• Consigne 1:
Déterminez combien de lignes des entrées contiennent le mot « with ». Donnez uniquement ce nombre.

• Texte de la page:
****
Marc Fesneau précise : ce sont les prix planchers défendus par la France insoumise qui sont dans son viseur - le groupe parlementaire a déposé une proposition de loi sur les prix planchers en novembre dernier, rejetée à six voix près. La proposition d’Emmanuel Macron n’aurait rien à voir avec celle des Insoumis. Vraiment ? Si le ministre s’en défend, c’est pourtant la même idée que prône désormais le chef de l’État.

Arrêtons nous un instant sur ce que sont des prix planchers. Il s’agit de fixer un prix en dessous duquel l’industriel ou le distributeur ne peut descendre lors de l’achat d’une matière première agricole. Il existe bien aujourd’hui des lois « pour l’équilibre des relations commerciales dans le secteur agricole et une alimentation saine et durable » (dites "Egalim", la première a été adoptée en 2018) sensées garantir aux agricultrices et agriculteurs un prix prenant en compte les coûts de production [1]. Mais ces lois ne sont toujours pas appliquées

Le gouvernement s’est déchargé de toute responsabilité dans l’application de ces lois en confiant les négociations aux interprofessions... où des géants comme le groupe industriel Bigard disposent de droit de veto et bloquent toute avancée. Résultat : les éleveuses et éleveurs voient le litre de lait payé au même prix qu’il y a quarante ans, ou le kilo de viande payé bien en-deça de ce qui leur permet de vivre dignement. Dans le même temps, 100 000 fermes ont disparu en France entre 2010 et 2020, soit un quart des exploitations agricoles.
****
• Entrées:
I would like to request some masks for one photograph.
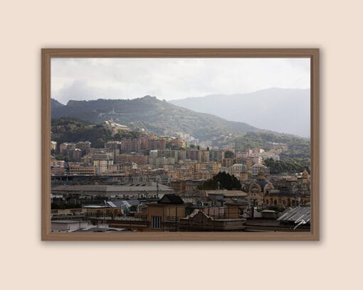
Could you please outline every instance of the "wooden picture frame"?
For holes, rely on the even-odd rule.
[[[309,58],[310,59],[311,230],[304,232],[52,232],[51,230],[51,60],[52,58]],[[319,49],[41,50],[41,240],[45,241],[317,241],[320,239]]]

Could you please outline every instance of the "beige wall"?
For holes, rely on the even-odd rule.
[[[10,206],[1,212],[3,220],[11,221],[1,229],[1,288],[115,289],[120,286],[115,279],[105,277],[121,273],[122,286],[127,288],[357,289],[363,195],[357,189],[362,179],[362,154],[354,156],[353,163],[351,158],[339,159],[336,154],[362,141],[362,1],[141,2],[1,2],[0,118],[2,136],[12,140],[3,142],[1,151],[23,152],[26,140],[26,152],[16,161],[31,167],[21,178],[14,174],[19,168],[14,155],[3,154],[6,166],[0,169],[5,176],[1,192],[11,193],[3,203],[16,205],[18,210],[13,215]],[[42,47],[320,48],[321,241],[41,242]],[[9,120],[11,126],[5,126]],[[24,126],[21,134],[14,129]],[[349,171],[339,170],[347,167]],[[340,203],[344,193],[354,200],[349,222],[337,215],[344,208]],[[24,220],[26,227],[17,227]],[[72,262],[75,257],[76,263]],[[261,261],[276,262],[285,257],[298,261],[299,270],[269,267],[263,272]],[[63,271],[76,274],[56,282],[55,274]],[[94,279],[95,273],[102,278]],[[181,274],[184,278],[177,283],[175,277]]]

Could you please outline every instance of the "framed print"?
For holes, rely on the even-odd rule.
[[[319,50],[42,49],[43,240],[318,240]]]

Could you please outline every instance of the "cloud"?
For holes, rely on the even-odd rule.
[[[308,58],[53,58],[52,97],[167,100],[310,87]]]

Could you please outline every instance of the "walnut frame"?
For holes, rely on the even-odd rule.
[[[320,240],[320,51],[318,48],[43,48],[41,50],[41,240],[44,241],[317,241]],[[51,58],[310,58],[311,213],[310,232],[51,232]]]

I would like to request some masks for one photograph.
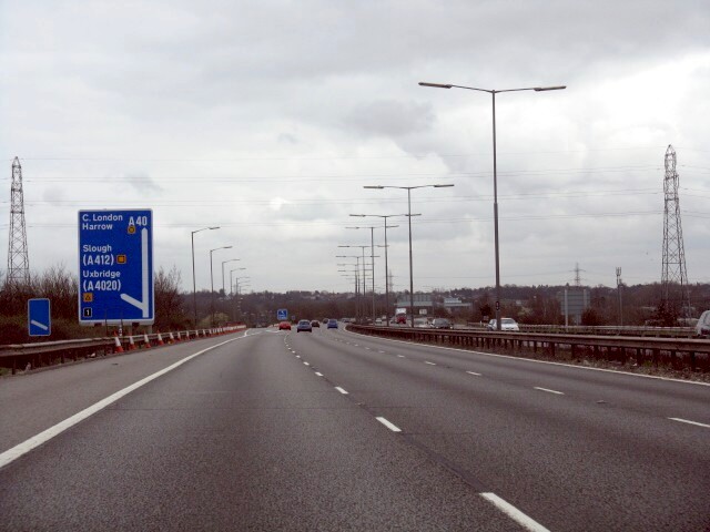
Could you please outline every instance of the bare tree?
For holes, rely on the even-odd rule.
[[[155,326],[170,328],[182,326],[187,320],[183,308],[183,297],[180,295],[181,275],[176,266],[170,272],[163,267],[155,273],[153,282],[155,289]]]

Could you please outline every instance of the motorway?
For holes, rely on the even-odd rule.
[[[0,405],[0,530],[710,530],[702,383],[270,328]]]

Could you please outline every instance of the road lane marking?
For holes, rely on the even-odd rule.
[[[385,418],[376,418],[377,421],[379,421],[382,424],[384,424],[385,427],[387,427],[389,430],[392,430],[393,432],[402,432],[402,429],[399,427],[397,427],[394,423],[390,423],[389,421],[387,421]]]
[[[153,375],[149,375],[148,377],[145,377],[145,378],[143,378],[143,379],[136,381],[136,382],[133,382],[131,386],[128,386],[128,387],[123,388],[122,390],[119,390],[115,393],[112,393],[109,397],[106,397],[104,399],[101,399],[99,402],[93,403],[89,408],[84,408],[80,412],[77,412],[73,416],[67,418],[65,420],[60,421],[55,426],[50,427],[49,429],[40,432],[39,434],[33,436],[29,440],[26,440],[22,443],[19,443],[17,446],[14,446],[13,448],[8,449],[7,451],[0,453],[0,469],[6,467],[7,464],[13,462],[14,460],[20,458],[21,456],[27,454],[32,449],[34,449],[34,448],[48,442],[49,440],[51,440],[55,436],[61,434],[65,430],[72,428],[74,424],[80,423],[81,421],[83,421],[84,419],[89,418],[90,416],[93,416],[94,413],[100,412],[101,410],[103,410],[108,406],[110,406],[110,405],[114,403],[115,401],[118,401],[119,399],[128,396],[132,391],[138,390],[139,388],[141,388],[144,385],[148,385],[150,381],[155,380],[159,377],[162,377],[163,375],[172,371],[173,369],[182,366],[183,364],[192,360],[195,357],[199,357],[200,355],[202,355],[204,352],[211,351],[212,349],[216,349],[217,347],[224,346],[225,344],[230,344],[232,341],[236,341],[236,340],[239,340],[241,338],[246,338],[246,336],[241,336],[240,338],[232,338],[231,340],[222,341],[221,344],[216,344],[216,345],[214,345],[212,347],[207,347],[206,349],[202,349],[201,351],[194,352],[194,354],[183,358],[182,360],[178,360],[175,364],[172,364],[171,366],[168,366],[166,368],[163,368],[160,371],[154,372]]]
[[[698,421],[690,421],[689,419],[681,419],[681,418],[668,418],[668,419],[678,421],[680,423],[696,424],[698,427],[704,427],[706,429],[710,429],[710,424],[699,423]]]
[[[495,493],[481,493],[480,497],[486,499],[488,502],[491,502],[498,510],[500,510],[503,513],[505,513],[510,519],[513,519],[516,523],[529,530],[530,532],[550,532],[540,523],[528,518],[520,510],[515,508],[509,502],[504,501]]]
[[[536,390],[540,390],[540,391],[547,391],[548,393],[555,393],[557,396],[564,396],[565,395],[562,391],[550,390],[548,388],[539,388],[537,386],[534,386],[532,388],[536,389]]]

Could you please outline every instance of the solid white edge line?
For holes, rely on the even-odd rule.
[[[382,424],[384,424],[385,427],[387,427],[389,430],[392,430],[393,432],[402,432],[402,429],[399,427],[397,427],[394,423],[390,423],[389,421],[387,421],[385,418],[375,418],[377,419],[377,421],[379,421]]]
[[[240,338],[246,338],[246,336],[241,336]],[[223,341],[221,344],[216,344],[215,346],[207,347],[206,349],[203,349],[201,351],[194,352],[194,354],[183,358],[182,360],[179,360],[175,364],[173,364],[171,366],[168,366],[166,368],[163,368],[160,371],[154,372],[153,375],[149,375],[148,377],[145,377],[145,378],[143,378],[143,379],[136,381],[136,382],[133,382],[131,386],[128,386],[126,388],[123,388],[122,390],[119,390],[115,393],[110,395],[105,399],[101,399],[99,402],[93,403],[89,408],[84,408],[80,412],[74,413],[73,416],[67,418],[65,420],[60,421],[59,423],[54,424],[53,427],[50,427],[49,429],[40,432],[39,434],[36,434],[32,438],[23,441],[22,443],[18,443],[13,448],[8,449],[7,451],[0,453],[0,469],[4,468],[9,463],[13,462],[14,460],[20,458],[21,456],[27,454],[32,449],[36,449],[37,447],[41,446],[42,443],[45,443],[47,441],[51,440],[55,436],[61,434],[67,429],[70,429],[71,427],[73,427],[74,424],[83,421],[84,419],[89,418],[90,416],[93,416],[94,413],[103,410],[109,405],[118,401],[122,397],[128,396],[130,392],[141,388],[143,385],[149,383],[151,380],[155,380],[156,378],[168,374],[169,371],[172,371],[173,369],[182,366],[183,364],[192,360],[195,357],[199,357],[200,355],[202,355],[204,352],[211,351],[212,349],[216,349],[217,347],[223,346],[225,344],[230,344],[231,341],[239,340],[240,338],[232,338],[231,340],[226,340],[226,341]]]
[[[564,391],[550,390],[549,388],[540,388],[539,386],[534,386],[532,388],[536,389],[536,390],[540,390],[540,391],[547,391],[548,393],[555,393],[557,396],[564,396],[565,395]]]
[[[699,423],[698,421],[690,421],[689,419],[681,419],[681,418],[668,418],[668,419],[672,421],[678,421],[680,423],[697,424],[698,427],[704,427],[706,429],[710,429],[710,424]]]
[[[537,521],[534,521],[532,519],[528,518],[520,510],[515,508],[509,502],[506,502],[505,500],[500,499],[495,493],[480,493],[480,497],[486,499],[488,502],[491,502],[498,510],[500,510],[503,513],[508,515],[510,519],[513,519],[520,526],[524,526],[525,529],[529,530],[530,532],[550,532],[548,529],[542,526],[540,523],[538,523]]]
[[[345,332],[348,334],[348,335],[358,336],[358,337],[363,336],[363,335],[358,335],[357,332],[351,332],[348,330],[346,330]],[[414,345],[414,346],[418,346],[418,347],[429,347],[432,349],[443,349],[443,350],[449,350],[449,351],[456,351],[456,352],[468,352],[468,354],[475,354],[475,355],[483,355],[485,357],[509,358],[511,360],[519,360],[521,362],[547,364],[547,365],[550,365],[550,366],[561,366],[564,368],[582,369],[582,370],[588,370],[588,371],[602,371],[602,372],[607,372],[607,374],[625,375],[627,377],[642,377],[642,378],[646,378],[646,379],[666,380],[666,381],[669,381],[669,382],[682,382],[684,385],[698,385],[698,386],[709,386],[710,387],[710,382],[700,382],[700,381],[697,381],[697,380],[673,379],[672,377],[658,377],[656,375],[631,374],[629,371],[619,371],[618,369],[590,368],[590,367],[587,367],[587,366],[575,366],[574,364],[552,362],[550,360],[536,360],[534,358],[513,357],[510,355],[498,355],[498,354],[495,354],[495,352],[484,352],[484,351],[476,351],[476,350],[468,350],[468,349],[456,349],[455,347],[430,346],[430,345],[424,345],[424,344],[415,344],[415,342],[405,341],[405,340],[393,340],[392,338],[377,337],[377,339],[382,340],[382,341],[392,341],[394,344],[406,344],[408,346]]]

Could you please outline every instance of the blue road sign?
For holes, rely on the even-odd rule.
[[[153,212],[79,212],[79,323],[151,325]]]
[[[52,313],[49,299],[28,299],[27,329],[30,336],[52,334]]]

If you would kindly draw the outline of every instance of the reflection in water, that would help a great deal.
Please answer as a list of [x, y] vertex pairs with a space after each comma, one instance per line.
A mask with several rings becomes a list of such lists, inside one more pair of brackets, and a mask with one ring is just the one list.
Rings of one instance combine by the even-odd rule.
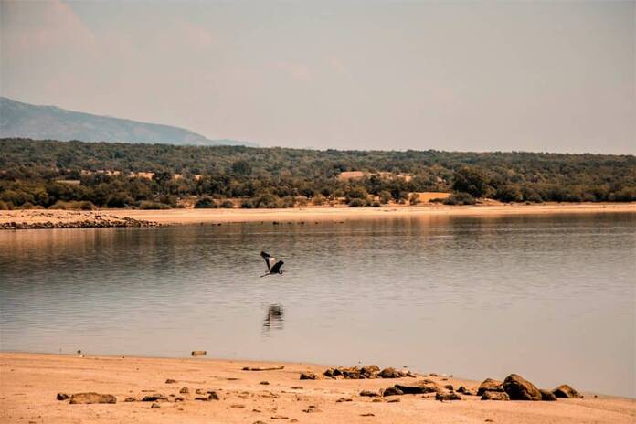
****
• Consigne 2:
D'après le texte sur les prix planchers, combien de fermes ont disparu en France entre 2010 et 2020 ?

• Réponse complète 1:
2

• Réponse complète 2:
100 000 fermes ont disparu, soit un quart des exploitations agricoles.